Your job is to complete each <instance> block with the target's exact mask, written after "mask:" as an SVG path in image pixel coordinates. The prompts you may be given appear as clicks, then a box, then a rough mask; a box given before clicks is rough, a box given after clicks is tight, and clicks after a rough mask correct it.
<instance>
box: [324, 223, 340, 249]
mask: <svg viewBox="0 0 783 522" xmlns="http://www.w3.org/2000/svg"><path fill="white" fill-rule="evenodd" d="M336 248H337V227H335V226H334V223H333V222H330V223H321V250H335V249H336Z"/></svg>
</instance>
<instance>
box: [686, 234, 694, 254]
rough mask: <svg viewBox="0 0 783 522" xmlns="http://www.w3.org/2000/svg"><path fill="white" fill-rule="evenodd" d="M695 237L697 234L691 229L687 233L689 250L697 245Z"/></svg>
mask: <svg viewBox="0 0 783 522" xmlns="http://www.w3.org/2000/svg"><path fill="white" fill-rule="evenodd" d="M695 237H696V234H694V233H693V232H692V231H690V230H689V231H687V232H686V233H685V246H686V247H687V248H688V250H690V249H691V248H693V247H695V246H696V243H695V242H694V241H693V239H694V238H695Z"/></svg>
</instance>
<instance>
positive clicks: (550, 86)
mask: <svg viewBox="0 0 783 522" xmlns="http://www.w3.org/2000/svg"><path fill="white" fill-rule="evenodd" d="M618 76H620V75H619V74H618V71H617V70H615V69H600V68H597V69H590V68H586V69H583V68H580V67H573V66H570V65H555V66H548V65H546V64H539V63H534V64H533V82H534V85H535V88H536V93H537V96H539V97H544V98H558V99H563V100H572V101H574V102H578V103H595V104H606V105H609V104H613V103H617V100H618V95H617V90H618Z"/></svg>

• [Required action] The entries above must be output exactly, with every line preserved.

• [Response for this exercise]
Your job is to complete each <instance> block with the target's exact mask, written after "mask:" as an SVG path in image pixel coordinates. The prompts you may be given appear as clicks, then a box, then a rough mask; a box given before clicks is rough, a box given after clicks is tight, and clicks after a rough mask correct it.
<instance>
box: [324, 223, 340, 249]
mask: <svg viewBox="0 0 783 522" xmlns="http://www.w3.org/2000/svg"><path fill="white" fill-rule="evenodd" d="M336 248H337V227H335V226H334V223H333V222H330V223H321V250H335V249H336Z"/></svg>
</instance>
<instance>
box: [686, 234, 694, 254]
rough mask: <svg viewBox="0 0 783 522" xmlns="http://www.w3.org/2000/svg"><path fill="white" fill-rule="evenodd" d="M695 237L697 234L691 229L687 233L689 250L697 245Z"/></svg>
mask: <svg viewBox="0 0 783 522" xmlns="http://www.w3.org/2000/svg"><path fill="white" fill-rule="evenodd" d="M695 237H696V234H694V233H693V232H692V231H690V230H689V231H687V232H686V233H685V246H686V247H687V248H688V250H690V249H691V248H693V247H695V246H696V243H695V242H694V241H693V239H694V238H695Z"/></svg>
</instance>
<instance>
positive clicks: (550, 86)
mask: <svg viewBox="0 0 783 522" xmlns="http://www.w3.org/2000/svg"><path fill="white" fill-rule="evenodd" d="M618 76H620V75H619V74H618V71H617V70H615V69H600V68H597V69H590V68H586V69H583V68H580V67H573V66H570V65H555V66H548V65H546V64H539V63H534V64H533V82H534V85H535V88H536V93H537V96H539V97H544V98H558V99H563V100H572V101H574V102H578V103H595V104H606V105H609V104H613V103H617V100H618V95H617V90H618Z"/></svg>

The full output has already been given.